DATA ENTRIES »

▼

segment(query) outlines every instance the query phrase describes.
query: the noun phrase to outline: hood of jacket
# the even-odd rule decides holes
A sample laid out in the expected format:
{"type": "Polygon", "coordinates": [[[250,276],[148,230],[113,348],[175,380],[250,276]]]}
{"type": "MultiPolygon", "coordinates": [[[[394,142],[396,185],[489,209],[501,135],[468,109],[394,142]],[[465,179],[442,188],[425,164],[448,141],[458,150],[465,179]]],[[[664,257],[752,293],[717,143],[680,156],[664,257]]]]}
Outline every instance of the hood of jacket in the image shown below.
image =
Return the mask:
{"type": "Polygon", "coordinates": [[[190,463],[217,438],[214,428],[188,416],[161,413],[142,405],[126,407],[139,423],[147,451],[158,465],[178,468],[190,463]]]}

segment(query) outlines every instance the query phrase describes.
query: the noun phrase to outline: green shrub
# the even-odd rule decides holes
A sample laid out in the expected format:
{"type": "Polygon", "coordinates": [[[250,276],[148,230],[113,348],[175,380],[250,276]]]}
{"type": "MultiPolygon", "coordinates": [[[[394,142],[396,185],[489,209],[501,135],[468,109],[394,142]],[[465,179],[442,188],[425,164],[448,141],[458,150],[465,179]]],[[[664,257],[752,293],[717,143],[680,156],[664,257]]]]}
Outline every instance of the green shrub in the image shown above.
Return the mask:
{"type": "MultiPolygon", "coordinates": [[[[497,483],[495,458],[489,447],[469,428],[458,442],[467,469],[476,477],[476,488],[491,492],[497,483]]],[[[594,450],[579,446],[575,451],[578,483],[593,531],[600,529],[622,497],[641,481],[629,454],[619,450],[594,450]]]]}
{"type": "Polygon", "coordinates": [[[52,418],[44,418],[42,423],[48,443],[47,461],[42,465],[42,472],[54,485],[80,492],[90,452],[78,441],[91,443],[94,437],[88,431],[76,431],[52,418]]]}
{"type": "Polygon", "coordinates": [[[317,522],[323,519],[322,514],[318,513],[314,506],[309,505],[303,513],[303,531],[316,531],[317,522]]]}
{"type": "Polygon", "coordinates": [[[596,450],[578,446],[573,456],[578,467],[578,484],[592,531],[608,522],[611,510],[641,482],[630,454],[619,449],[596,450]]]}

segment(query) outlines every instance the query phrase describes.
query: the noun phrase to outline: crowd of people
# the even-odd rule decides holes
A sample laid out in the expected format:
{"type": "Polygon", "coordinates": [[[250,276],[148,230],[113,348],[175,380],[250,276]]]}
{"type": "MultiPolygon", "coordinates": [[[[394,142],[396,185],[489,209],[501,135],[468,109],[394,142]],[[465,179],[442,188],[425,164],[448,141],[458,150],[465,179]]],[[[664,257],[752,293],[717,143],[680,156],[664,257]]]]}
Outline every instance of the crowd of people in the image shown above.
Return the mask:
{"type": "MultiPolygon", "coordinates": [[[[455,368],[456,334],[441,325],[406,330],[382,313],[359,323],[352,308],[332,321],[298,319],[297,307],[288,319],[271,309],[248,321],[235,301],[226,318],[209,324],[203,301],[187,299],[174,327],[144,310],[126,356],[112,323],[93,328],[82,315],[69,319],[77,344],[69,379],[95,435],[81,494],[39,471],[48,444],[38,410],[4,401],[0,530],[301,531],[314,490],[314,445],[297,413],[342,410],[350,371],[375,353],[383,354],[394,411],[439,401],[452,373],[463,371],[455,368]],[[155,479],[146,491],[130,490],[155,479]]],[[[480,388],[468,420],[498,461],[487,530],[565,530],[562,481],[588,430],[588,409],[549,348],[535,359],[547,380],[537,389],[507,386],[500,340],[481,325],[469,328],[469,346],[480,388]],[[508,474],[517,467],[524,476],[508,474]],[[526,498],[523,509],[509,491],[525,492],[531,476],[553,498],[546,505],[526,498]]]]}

▲

TASK GOAL »
The entries above should be repeated exactly, every one of them.

SOLUTION TO THIS TASK »
segment(query) outlines every instance the query phrase describes.
query: the noun phrase to outline: hood of jacket
# the even-odd rule decides holes
A sample laid out in the expected format:
{"type": "Polygon", "coordinates": [[[250,276],[148,230],[113,348],[175,380],[250,276]]]}
{"type": "MultiPolygon", "coordinates": [[[[394,142],[396,185],[489,209],[501,135],[468,109],[394,142]],[[465,179],[442,188],[425,164],[448,141],[458,150],[465,179]]],[[[664,257],[752,293],[717,143],[680,156],[664,257]]]]}
Outline every instance of the hood of jacket in the image shown below.
image =
Return the mask:
{"type": "Polygon", "coordinates": [[[190,463],[217,438],[214,428],[188,416],[161,413],[142,405],[126,407],[139,423],[147,451],[158,465],[178,468],[190,463]]]}

segment(query) outlines every instance the query phrase describes.
query: the noun phrase to outline: green shrub
# the even-odd rule decides holes
A sample laid out in the expected format:
{"type": "Polygon", "coordinates": [[[250,276],[148,230],[113,348],[175,380],[250,276]]]}
{"type": "MultiPolygon", "coordinates": [[[[394,142],[396,185],[489,209],[501,135],[468,109],[394,142]],[[465,179],[442,188],[425,164],[448,141],[458,150],[465,179]]],[[[664,257],[752,293],[717,143],[680,156],[664,257]]]]}
Outline every instance of the green shrub in the image shown above.
Return the mask:
{"type": "MultiPolygon", "coordinates": [[[[497,483],[495,458],[489,447],[469,428],[458,442],[467,469],[476,477],[476,488],[491,492],[497,483]]],[[[594,450],[579,446],[575,451],[578,483],[593,531],[600,529],[622,497],[641,481],[629,454],[619,450],[594,450]]]]}
{"type": "Polygon", "coordinates": [[[52,418],[44,418],[42,423],[48,443],[47,461],[42,465],[42,472],[54,485],[80,492],[90,452],[78,441],[91,443],[94,437],[88,431],[76,431],[52,418]]]}
{"type": "Polygon", "coordinates": [[[317,522],[323,519],[322,514],[318,513],[314,506],[309,505],[303,513],[303,531],[316,531],[317,522]]]}
{"type": "Polygon", "coordinates": [[[596,450],[578,446],[573,456],[578,467],[578,484],[592,531],[608,522],[611,510],[641,482],[630,454],[619,449],[596,450]]]}

segment(query) outlines every instance the query phrase describes.
query: the noun phrase to outline: crowd of people
# the even-odd rule decides holes
A sample laid out in the expected format:
{"type": "Polygon", "coordinates": [[[250,276],[148,230],[113,348],[175,380],[250,276]]]}
{"type": "MultiPolygon", "coordinates": [[[[394,142],[396,185],[489,209],[501,135],[468,109],[394,142]],[[465,179],[442,188],[425,164],[448,141],[458,150],[465,179]]],[[[664,257],[752,293],[717,143],[680,156],[664,257]]]]}
Outline every instance of the crowd of people in the image shown above.
Return the mask:
{"type": "MultiPolygon", "coordinates": [[[[455,368],[456,334],[441,325],[406,330],[382,313],[359,323],[352,308],[332,321],[298,319],[297,307],[288,319],[271,309],[248,321],[235,301],[226,318],[209,324],[203,301],[187,299],[174,327],[144,310],[126,356],[112,323],[93,328],[82,315],[69,319],[77,344],[69,379],[95,435],[81,494],[39,471],[48,444],[38,410],[4,401],[0,530],[301,531],[314,490],[314,445],[297,413],[342,410],[350,371],[375,353],[383,354],[394,411],[439,401],[452,373],[463,371],[455,368]],[[155,479],[146,491],[130,490],[155,479]]],[[[480,388],[468,420],[498,461],[487,530],[565,530],[562,481],[588,430],[588,409],[549,348],[535,359],[547,380],[537,389],[507,386],[500,340],[481,325],[469,328],[469,346],[480,388]],[[508,474],[517,467],[524,476],[508,474]],[[526,498],[523,509],[509,491],[525,492],[531,476],[553,498],[546,505],[526,498]]]]}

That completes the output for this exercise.